* _WORK TO BE COMPLETED_
Locate each line in the two blocks of data below that contains the string "window", and copy those lines. Case counts.

* _MATERIAL PROVIDED_

----------------

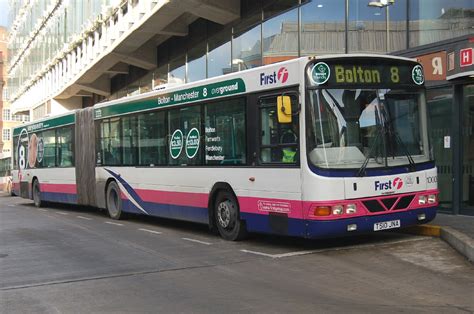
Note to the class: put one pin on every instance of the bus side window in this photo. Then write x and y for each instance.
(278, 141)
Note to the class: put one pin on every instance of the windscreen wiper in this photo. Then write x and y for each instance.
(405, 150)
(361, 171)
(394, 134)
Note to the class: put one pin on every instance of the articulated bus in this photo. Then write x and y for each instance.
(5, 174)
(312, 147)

----------------

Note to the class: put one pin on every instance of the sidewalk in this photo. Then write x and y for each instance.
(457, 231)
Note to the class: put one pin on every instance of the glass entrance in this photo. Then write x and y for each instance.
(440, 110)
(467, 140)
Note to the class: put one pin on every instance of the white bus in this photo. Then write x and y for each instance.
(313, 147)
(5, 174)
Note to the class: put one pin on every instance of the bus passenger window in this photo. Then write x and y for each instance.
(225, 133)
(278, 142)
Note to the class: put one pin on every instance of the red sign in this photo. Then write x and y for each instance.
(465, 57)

----------------

* _SOLUTION BELOW_
Note to the class: put one pin on every instance of the bus side window in this photo. Then write x and y for each instance.
Note to the class: put one pin on every instance of the bus passenger window in this photo. Then write x and y for each instance.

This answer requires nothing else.